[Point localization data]
--------

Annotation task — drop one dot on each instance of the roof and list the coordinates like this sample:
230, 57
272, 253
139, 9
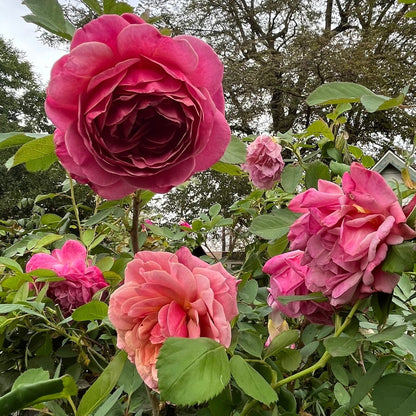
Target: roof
390, 160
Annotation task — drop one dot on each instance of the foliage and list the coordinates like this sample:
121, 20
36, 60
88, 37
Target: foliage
64, 365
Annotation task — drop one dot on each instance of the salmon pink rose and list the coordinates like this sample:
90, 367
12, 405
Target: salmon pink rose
287, 278
345, 234
264, 162
134, 109
81, 282
170, 295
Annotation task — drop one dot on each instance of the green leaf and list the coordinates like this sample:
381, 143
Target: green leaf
400, 258
227, 168
248, 292
38, 154
11, 264
214, 210
102, 387
93, 5
355, 151
337, 368
49, 15
281, 341
368, 380
90, 311
235, 153
251, 343
291, 177
116, 7
338, 92
31, 376
192, 371
341, 395
318, 128
15, 139
274, 226
388, 334
339, 168
340, 346
395, 395
27, 394
289, 359
315, 296
315, 171
367, 161
130, 379
251, 382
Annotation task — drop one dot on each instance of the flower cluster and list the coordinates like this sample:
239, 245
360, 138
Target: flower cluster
340, 242
170, 295
81, 280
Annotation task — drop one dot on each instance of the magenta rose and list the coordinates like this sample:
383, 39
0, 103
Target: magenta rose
264, 162
170, 295
81, 282
345, 234
135, 109
287, 278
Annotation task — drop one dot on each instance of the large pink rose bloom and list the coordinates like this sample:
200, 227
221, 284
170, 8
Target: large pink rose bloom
81, 282
136, 109
264, 162
287, 278
345, 234
170, 295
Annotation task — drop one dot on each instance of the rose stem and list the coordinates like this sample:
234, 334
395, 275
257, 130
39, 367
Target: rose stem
321, 363
134, 235
134, 231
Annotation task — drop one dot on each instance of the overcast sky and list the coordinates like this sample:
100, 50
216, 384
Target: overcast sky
24, 37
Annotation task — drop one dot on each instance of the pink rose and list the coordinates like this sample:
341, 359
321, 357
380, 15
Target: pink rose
136, 109
288, 279
345, 234
183, 223
264, 162
81, 279
170, 295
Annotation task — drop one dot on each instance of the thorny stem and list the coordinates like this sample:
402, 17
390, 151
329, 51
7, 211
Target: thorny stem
74, 205
321, 363
134, 231
134, 235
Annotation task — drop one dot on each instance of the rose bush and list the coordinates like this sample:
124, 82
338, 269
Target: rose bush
287, 278
81, 282
170, 295
264, 162
345, 234
134, 109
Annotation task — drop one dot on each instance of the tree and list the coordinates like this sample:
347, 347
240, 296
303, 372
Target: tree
21, 102
276, 52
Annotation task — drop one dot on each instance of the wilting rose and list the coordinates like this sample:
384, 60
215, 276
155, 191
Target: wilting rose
345, 234
264, 162
287, 278
81, 282
136, 109
170, 295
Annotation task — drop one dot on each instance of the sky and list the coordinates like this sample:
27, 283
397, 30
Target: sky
24, 37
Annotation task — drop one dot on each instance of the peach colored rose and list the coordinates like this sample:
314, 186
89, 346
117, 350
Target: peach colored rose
264, 162
345, 234
287, 278
135, 109
170, 295
81, 282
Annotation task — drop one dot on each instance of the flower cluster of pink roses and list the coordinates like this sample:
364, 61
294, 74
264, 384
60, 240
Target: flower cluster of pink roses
339, 244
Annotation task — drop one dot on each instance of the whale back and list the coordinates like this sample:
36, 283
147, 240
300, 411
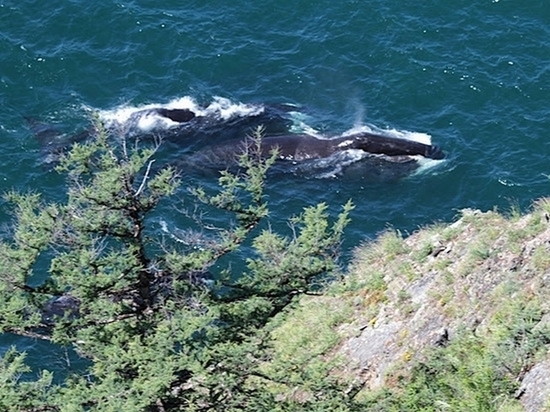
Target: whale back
391, 146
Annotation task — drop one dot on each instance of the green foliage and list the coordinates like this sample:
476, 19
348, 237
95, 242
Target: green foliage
157, 336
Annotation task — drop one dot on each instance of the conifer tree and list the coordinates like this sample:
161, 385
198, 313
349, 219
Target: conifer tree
157, 335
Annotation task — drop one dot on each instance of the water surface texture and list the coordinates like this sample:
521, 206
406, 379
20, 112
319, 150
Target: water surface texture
473, 76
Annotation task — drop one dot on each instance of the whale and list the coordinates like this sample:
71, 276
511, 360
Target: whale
304, 147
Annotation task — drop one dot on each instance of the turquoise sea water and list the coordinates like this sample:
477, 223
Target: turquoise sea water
475, 76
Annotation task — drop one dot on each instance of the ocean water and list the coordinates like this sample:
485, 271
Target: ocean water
474, 77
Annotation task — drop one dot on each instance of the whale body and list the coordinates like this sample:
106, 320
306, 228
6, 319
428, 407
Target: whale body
302, 147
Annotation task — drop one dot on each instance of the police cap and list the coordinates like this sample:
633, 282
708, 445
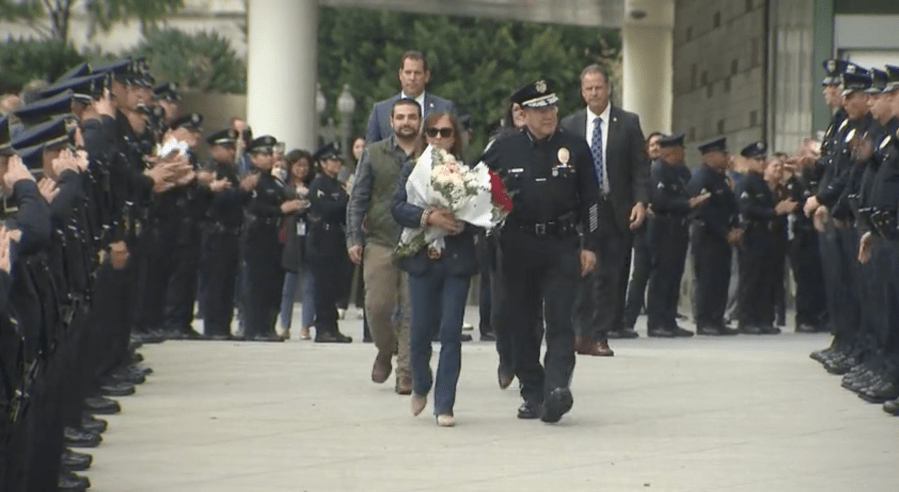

--------

[Exercise]
Repeat each entry exactly. Pictures do not belong in the copy.

[The completed task]
Annotation task — drop one dot on each instance of the roof and list the coordinates like this sample:
230, 57
272, 253
139, 9
Target: roof
390, 160
Annotation task — drop one dot on each instance of the foliage and list the coordinates like this sample:
121, 20
36, 60
88, 37
Target: foliage
64, 365
Annotation task — drop one dot on each instance of the salmon pink rose and list the coordinates like this sample:
90, 367
12, 405
Target: salmon pink rose
287, 278
345, 234
264, 162
134, 109
81, 282
170, 295
Annotation task — drop one dot on each instance of the green leaf and list the coordinates like this sample:
381, 143
Target: green leaf
400, 258
227, 168
248, 292
38, 154
11, 264
214, 210
102, 387
93, 5
355, 151
337, 368
49, 15
281, 341
368, 380
90, 311
235, 153
251, 343
291, 177
116, 7
338, 92
31, 376
192, 371
341, 395
318, 128
15, 139
274, 226
388, 334
339, 168
340, 346
395, 395
27, 394
289, 359
315, 296
315, 171
367, 161
130, 379
251, 382
Annotation task — drop one dot on each instance of the flower cluster and list the coordinates like this sample:
239, 245
360, 138
Target: flower cluster
340, 242
170, 295
81, 280
Annotation task — drop one dot on each instance of the magenta rose and list the coordinates like this sample:
383, 39
0, 103
Target: magenta rose
264, 162
170, 295
81, 282
345, 234
135, 109
287, 278
Annotation task — drop one dot on each instance of the large pink rose bloom and list the coordinates like this sample:
200, 227
221, 284
170, 8
Target: large pink rose bloom
81, 282
136, 109
264, 162
287, 278
345, 234
170, 295
Annotation task — drop one dot on each instance of the rose stem and list the coordinates like this sample:
234, 334
395, 275
257, 130
39, 367
Target: rose stem
321, 363
134, 235
134, 231
Annotation task — drop one dot on each instance of the overcast sky and list the coordinates like this sample:
100, 50
216, 384
Target: overcast sky
24, 37
Annotation task — drop one dot on each instance of the pink rose and list the coordinates like this sample:
341, 359
321, 357
380, 15
Target: pink rose
136, 109
288, 279
345, 234
183, 223
264, 162
81, 279
170, 295
Annotation task — drop one dot on each instance of the thorny stem and list the coordinates like this sample:
402, 17
390, 151
329, 51
7, 211
Target: thorny stem
74, 205
321, 363
134, 231
134, 235
Annotation task — drop one dot on each instance of the rose bush and list the coordinates like this sample:
124, 82
338, 269
Target: rose bush
287, 278
81, 282
170, 295
264, 162
345, 234
134, 109
Annotation task — drop one dot on each instance of the tree and list the coordinates like this sample:
347, 347
240, 296
303, 372
Target: tree
21, 102
276, 52
Annotation task — drop one dot on each instance of the wilting rose and list the coordinates like this sample:
384, 60
215, 276
155, 191
Target: wilting rose
345, 234
264, 162
287, 278
81, 282
136, 109
170, 295
Annotation task — drop one dot on each instance of the sky and list the coordinates like this sample:
27, 283
397, 30
Target: sky
24, 37
Annotation task — drop one dot on each instance of the peach colored rose and list the coordinates like this sample:
314, 186
89, 346
117, 350
Target: peach colored rose
264, 162
345, 234
287, 278
135, 109
170, 295
81, 282
Annotation task — drop one dot on each instance of the flower cluster of pink roses and list the coordinates like this sample:
364, 61
294, 74
264, 384
60, 240
Target: flower cluster of pink roses
339, 244
Annotation task — drop one dot on each instance of the whale back and list the coordinates like this sample:
36, 283
147, 240
300, 411
Target: whale back
391, 146
Annotation task — drop one dot on each instance of the green foliage and list the coordinates like this sample:
476, 19
348, 237
95, 242
Target: green foliage
157, 336
Annotation task — drop one dot on each instance of the conifer tree and list the coordinates like this sample:
161, 385
198, 313
349, 219
Target: conifer tree
157, 335
Annotation task — drop one dot on each instance of the water surface texture and list the coordinates like this sample:
521, 206
406, 379
20, 112
319, 150
Target: water surface texture
473, 76
Annotation task — drop one dot on each instance of the whale and list the coordinates like this sample:
71, 276
511, 360
Target: whale
304, 147
Annotation task — drop one dot on each instance of the turquoise sea water and list the coordinates like this sample:
477, 223
Target: turquoise sea water
475, 76
Annotation task — drop one dot on each instance of the ocean water and list the coordinates like this sample:
485, 271
Target: ocean water
474, 77
Annotation task — drop one dot on each instance of the whale body and list the coordinates like this sample:
106, 320
306, 228
6, 319
428, 407
Target: whale body
302, 147
Annotation task — drop one dot on each instance of the police cap and list the coordinates like this sample:
633, 282
708, 445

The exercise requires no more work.